Saved entries
__________

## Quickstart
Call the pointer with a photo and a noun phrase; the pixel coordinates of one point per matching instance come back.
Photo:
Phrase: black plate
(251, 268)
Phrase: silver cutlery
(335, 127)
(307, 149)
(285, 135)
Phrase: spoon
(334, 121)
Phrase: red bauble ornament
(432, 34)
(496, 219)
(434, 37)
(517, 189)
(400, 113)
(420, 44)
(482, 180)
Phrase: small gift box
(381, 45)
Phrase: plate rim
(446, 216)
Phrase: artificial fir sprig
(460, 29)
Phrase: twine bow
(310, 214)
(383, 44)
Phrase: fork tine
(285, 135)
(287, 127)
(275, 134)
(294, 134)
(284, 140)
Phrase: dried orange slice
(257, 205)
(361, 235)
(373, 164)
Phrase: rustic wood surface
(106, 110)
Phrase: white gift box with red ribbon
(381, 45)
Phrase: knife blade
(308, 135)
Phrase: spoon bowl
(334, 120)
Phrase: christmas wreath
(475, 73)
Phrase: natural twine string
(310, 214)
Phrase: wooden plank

__________

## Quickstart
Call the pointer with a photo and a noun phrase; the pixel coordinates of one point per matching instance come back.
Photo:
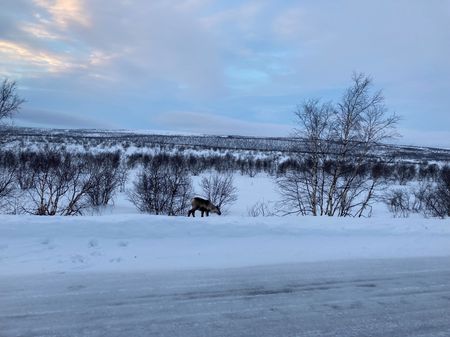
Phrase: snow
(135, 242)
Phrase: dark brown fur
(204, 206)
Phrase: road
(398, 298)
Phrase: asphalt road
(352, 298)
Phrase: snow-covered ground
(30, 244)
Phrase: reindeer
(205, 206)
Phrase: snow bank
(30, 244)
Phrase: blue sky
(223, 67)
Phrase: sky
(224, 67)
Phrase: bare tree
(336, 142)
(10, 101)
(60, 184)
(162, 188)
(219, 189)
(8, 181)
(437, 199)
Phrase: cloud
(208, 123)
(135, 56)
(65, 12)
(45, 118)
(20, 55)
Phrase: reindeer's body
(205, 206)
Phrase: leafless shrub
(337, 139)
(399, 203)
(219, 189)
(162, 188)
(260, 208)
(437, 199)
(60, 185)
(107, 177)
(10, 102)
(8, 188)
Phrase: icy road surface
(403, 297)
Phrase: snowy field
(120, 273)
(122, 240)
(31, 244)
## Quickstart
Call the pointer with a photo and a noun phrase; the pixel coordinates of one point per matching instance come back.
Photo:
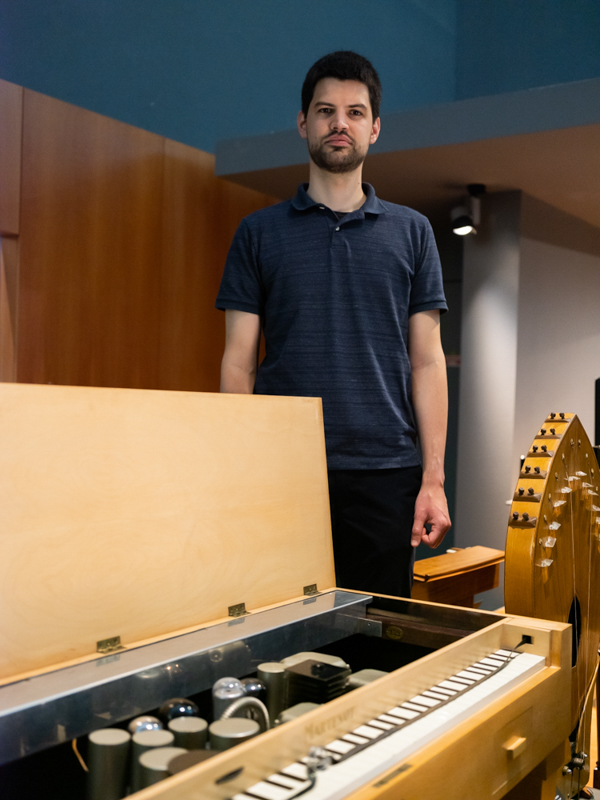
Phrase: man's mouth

__________

EXERCISE DETAILS> Your task for the entries above: copy exactly the span starting with the line with "Phrase: black plate" and going on through the line with "Phrase: wooden plank", both lines included, and nothing else.

SOLUTION TO THE EXERCISE>
Phrase: black plate
(251, 268)
Phrase: silver cutlery
(335, 127)
(307, 149)
(285, 135)
Phrase: spoon
(334, 121)
Phrase: red bauble ornament
(432, 34)
(496, 219)
(434, 37)
(517, 189)
(400, 113)
(420, 44)
(482, 180)
Phrase: small gift box
(381, 45)
Phrase: plate rim
(446, 216)
Phrase: artificial fir sprig
(460, 29)
Phrase: twine bow
(310, 214)
(383, 44)
Phrase: fork tine
(285, 135)
(287, 127)
(275, 134)
(294, 134)
(284, 140)
Phrase: dried orange slice
(257, 205)
(361, 235)
(373, 164)
Phrase: rustic wood surface
(106, 110)
Phrase: white gift box with red ribbon
(381, 45)
Phrase: knife blade
(308, 135)
Phrase: spoon bowl
(334, 120)
Phrase: christmas wreath
(475, 73)
Phrase: natural twine string
(310, 214)
Phrase: wooden plank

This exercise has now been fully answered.